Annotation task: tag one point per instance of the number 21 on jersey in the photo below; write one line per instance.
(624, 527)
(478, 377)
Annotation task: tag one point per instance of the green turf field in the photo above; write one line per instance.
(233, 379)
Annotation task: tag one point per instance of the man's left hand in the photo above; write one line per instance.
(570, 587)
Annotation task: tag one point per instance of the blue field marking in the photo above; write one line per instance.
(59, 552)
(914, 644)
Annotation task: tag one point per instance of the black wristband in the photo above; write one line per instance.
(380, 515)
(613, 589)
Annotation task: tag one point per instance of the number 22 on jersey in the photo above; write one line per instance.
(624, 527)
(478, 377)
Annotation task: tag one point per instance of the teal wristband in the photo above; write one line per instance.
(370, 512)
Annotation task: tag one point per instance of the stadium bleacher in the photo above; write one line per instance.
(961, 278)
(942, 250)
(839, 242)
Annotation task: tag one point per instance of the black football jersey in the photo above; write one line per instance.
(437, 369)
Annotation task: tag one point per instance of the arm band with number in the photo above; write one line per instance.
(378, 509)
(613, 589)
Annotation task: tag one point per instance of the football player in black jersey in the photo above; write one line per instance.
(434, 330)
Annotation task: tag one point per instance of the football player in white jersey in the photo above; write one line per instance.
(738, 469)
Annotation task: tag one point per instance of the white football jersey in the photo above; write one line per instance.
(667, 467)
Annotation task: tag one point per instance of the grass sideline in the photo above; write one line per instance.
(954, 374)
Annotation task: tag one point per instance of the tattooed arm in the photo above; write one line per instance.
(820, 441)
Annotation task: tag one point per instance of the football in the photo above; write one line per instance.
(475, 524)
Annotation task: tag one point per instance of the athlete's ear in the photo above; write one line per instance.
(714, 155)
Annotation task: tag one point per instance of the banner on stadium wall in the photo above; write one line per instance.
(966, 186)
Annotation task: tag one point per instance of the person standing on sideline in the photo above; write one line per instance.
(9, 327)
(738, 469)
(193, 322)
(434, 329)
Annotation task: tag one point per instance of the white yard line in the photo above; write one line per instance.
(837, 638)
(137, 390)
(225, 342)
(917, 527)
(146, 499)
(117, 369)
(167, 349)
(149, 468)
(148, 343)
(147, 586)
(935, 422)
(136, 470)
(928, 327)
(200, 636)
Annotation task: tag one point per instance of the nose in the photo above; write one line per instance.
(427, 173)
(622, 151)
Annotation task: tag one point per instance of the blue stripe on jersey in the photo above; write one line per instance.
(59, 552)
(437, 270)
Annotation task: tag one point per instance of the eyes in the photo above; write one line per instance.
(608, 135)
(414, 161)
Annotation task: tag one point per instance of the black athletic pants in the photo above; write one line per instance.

==========

■ Short exercise ■
Copy the listing from the line with "Annotation task: tag one point per instance of the banner" up to and including its last line, keeping each request line as is and multiplying every point coordinate by 0.85, rounded to whole numbers with halves going up.

■ Written response ■
Annotation task: tag one point per instance of the banner on stadium wall in the photo above; write one line per instance.
(821, 158)
Annotation task: tag one point per instance of the person standing on sideline in the photo above; write one line per instance.
(8, 278)
(627, 399)
(164, 274)
(369, 280)
Annotation task: tag one point per instance of the white yard line in the photo above; write one line per instance.
(711, 542)
(116, 332)
(191, 291)
(779, 448)
(124, 424)
(99, 314)
(142, 297)
(127, 398)
(126, 292)
(125, 498)
(795, 359)
(116, 400)
(789, 278)
(170, 541)
Annotation task: tag one point per instance of the nose in the photo above; write one line per instance.
(363, 147)
(529, 128)
Annotation task: tag one point per instance of the blue stripe on jersey in the photo above; write one line per instance.
(50, 469)
(371, 230)
Annotation task: tag one point per instance of the eyes in the photo above; write one line per instance.
(517, 115)
(352, 137)
Annotation task: tag one point per instance of the black athletic pants in the photo above; write one line per instance.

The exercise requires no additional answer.